Instructions for the task: Copy the following items line for line, with no changes.

Task input:
------------------------------

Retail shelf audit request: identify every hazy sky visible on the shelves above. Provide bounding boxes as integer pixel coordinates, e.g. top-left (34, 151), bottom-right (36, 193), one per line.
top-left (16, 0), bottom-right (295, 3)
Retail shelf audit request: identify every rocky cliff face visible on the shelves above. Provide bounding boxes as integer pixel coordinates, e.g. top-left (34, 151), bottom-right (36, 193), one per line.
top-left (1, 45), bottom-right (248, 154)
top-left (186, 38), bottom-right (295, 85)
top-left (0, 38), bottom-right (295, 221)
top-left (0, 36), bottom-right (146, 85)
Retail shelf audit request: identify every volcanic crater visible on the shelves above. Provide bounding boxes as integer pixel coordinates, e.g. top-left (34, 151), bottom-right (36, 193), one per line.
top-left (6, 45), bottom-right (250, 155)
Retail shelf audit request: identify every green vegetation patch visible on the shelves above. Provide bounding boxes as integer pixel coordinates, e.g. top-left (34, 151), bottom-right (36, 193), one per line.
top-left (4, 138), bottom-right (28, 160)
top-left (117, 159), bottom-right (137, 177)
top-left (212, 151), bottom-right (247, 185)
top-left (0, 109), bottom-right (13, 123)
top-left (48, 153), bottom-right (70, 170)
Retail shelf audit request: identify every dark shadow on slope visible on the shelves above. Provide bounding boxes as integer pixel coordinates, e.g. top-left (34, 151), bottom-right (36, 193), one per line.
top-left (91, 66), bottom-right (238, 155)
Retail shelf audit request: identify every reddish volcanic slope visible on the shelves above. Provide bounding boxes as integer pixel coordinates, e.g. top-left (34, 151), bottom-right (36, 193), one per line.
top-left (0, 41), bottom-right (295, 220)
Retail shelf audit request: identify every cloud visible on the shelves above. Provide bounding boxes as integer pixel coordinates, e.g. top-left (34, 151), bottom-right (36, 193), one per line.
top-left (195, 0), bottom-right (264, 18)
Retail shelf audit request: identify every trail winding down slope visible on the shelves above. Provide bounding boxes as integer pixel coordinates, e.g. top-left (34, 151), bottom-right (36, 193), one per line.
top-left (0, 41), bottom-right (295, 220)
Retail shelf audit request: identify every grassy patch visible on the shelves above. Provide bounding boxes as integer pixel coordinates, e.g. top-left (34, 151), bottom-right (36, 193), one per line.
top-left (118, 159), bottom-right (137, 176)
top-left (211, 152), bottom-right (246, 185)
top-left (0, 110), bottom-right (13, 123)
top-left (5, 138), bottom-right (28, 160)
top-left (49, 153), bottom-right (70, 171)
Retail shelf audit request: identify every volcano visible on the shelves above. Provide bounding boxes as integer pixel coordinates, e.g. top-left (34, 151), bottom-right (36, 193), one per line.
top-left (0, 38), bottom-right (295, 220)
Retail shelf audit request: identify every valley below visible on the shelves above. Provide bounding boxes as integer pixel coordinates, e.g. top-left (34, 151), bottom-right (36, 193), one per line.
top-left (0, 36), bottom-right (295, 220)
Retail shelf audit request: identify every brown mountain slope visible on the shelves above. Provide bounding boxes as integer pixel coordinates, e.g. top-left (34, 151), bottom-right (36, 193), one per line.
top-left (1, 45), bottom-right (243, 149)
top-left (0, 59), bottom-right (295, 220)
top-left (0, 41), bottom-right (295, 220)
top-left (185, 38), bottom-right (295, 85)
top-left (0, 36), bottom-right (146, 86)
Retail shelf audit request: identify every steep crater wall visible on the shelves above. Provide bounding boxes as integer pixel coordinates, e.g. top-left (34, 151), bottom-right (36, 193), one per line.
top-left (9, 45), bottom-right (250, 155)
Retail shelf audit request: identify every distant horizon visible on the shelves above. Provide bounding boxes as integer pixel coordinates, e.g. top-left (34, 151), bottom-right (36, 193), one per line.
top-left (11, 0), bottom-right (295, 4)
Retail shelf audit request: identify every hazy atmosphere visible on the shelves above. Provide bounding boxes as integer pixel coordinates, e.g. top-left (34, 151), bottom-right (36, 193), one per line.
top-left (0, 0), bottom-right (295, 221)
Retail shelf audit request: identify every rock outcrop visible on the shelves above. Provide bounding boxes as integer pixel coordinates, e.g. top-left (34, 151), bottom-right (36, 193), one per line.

------------------------------

Exercise output:
Retail shelf audit request: identify every hazy sky visible on the shelves above. Provide bounding boxes as integer pixel coordinates, e.g. top-left (34, 151), bottom-right (36, 193), one per line.
top-left (16, 0), bottom-right (295, 3)
Retail shelf audit request: identify every rocky cliff face visible on the shelves above. Provide bounding boxes as integer pixel coordinates, e.g. top-left (34, 151), bottom-right (36, 193), one per line.
top-left (1, 45), bottom-right (248, 154)
top-left (186, 38), bottom-right (295, 85)
top-left (0, 38), bottom-right (295, 221)
top-left (0, 36), bottom-right (146, 85)
Retail shelf audit request: identify every volcanic crater visible on the shelves above. Provide bounding boxes as integer pixel coordinates, e.g. top-left (34, 151), bottom-right (36, 193), one per line.
top-left (6, 45), bottom-right (250, 155)
Retail shelf audit request: identify every green vegetation patch visible on the shelves above. Provide bounding boxes as integer pixel coordinates, e.g. top-left (34, 151), bottom-right (36, 193), one per line.
top-left (4, 138), bottom-right (28, 160)
top-left (117, 159), bottom-right (137, 177)
top-left (212, 151), bottom-right (247, 185)
top-left (0, 109), bottom-right (13, 123)
top-left (48, 153), bottom-right (70, 170)
Retail shelf audit request: identify every dark shadow on slope visible on the shelves above. Provide bounding boxes as integer pixel coordinates, e.g. top-left (34, 151), bottom-right (36, 193), one per line.
top-left (91, 66), bottom-right (238, 155)
Retail shelf audit request: identify every reddish volcanic slope visible on the shelves above. Provide bounding boxes as integer pixel coordinates, e.g. top-left (34, 151), bottom-right (36, 193), one per line.
top-left (0, 41), bottom-right (295, 220)
Retail shelf audit request: identify every cloud visible on the shelves above. Provide bounding boxes as integer pixel coordinates, e.g. top-left (34, 151), bottom-right (36, 193), one per line.
top-left (195, 0), bottom-right (264, 18)
Retail shelf audit request: identify every trail winding down slope visible on the shelves above. Provide bounding boxes as integer pixel coordinates, e.g. top-left (34, 151), bottom-right (36, 193), one per line.
top-left (0, 41), bottom-right (295, 220)
Retail shelf audit request: identify every grassy patch visible on the shelves above. Provide bounding boxes as integer pixel coordinates, e.g. top-left (34, 151), bottom-right (36, 193), one per line.
top-left (118, 159), bottom-right (137, 176)
top-left (211, 152), bottom-right (246, 185)
top-left (0, 110), bottom-right (13, 123)
top-left (5, 138), bottom-right (28, 160)
top-left (49, 153), bottom-right (70, 171)
Retail shelf audit request: identify every volcano visible on the shelves above. Provide bounding boxes as integer pixel coordinates, e.g. top-left (34, 151), bottom-right (36, 193), one per line.
top-left (0, 38), bottom-right (295, 220)
Retail shelf audit request: identify every valley below visible on the shelves above. Provide bounding boxes as integer pixel coordinates, e.g. top-left (34, 151), bottom-right (36, 193), one per line.
top-left (0, 36), bottom-right (295, 220)
Retail shelf audit request: identify every brown mountain slope visible on the shelves above. Provide bounding boxes as integer pixel coordinates, e.g. top-left (34, 151), bottom-right (36, 193), one per line.
top-left (1, 45), bottom-right (243, 149)
top-left (0, 59), bottom-right (295, 220)
top-left (0, 41), bottom-right (295, 220)
top-left (185, 38), bottom-right (295, 85)
top-left (0, 36), bottom-right (146, 86)
Retail shelf audit request: identify every steep crater wall visible on the shelves above. Provide bounding boxes as integer pixel coordinates, e.g. top-left (34, 151), bottom-right (36, 193), one per line.
top-left (9, 45), bottom-right (250, 155)
Retail shelf audit request: identify every distant horizon visible on the shelves above. Provide bounding boxes as integer pixel coordinates, e.g. top-left (34, 151), bottom-right (36, 193), one per line.
top-left (11, 0), bottom-right (295, 4)
Retail shelf audit request: identify every hazy atmosphere visible on the shelves above. Provide bounding boxes as integer pixel coordinates, e.g. top-left (34, 151), bottom-right (36, 193), one per line.
top-left (0, 0), bottom-right (295, 221)
Retail shelf audit request: identify every rock outcrop visible on the shelves above. Provide bounding boxes as integer pixel coordinates, e.g. top-left (34, 151), bottom-right (36, 193), one per line.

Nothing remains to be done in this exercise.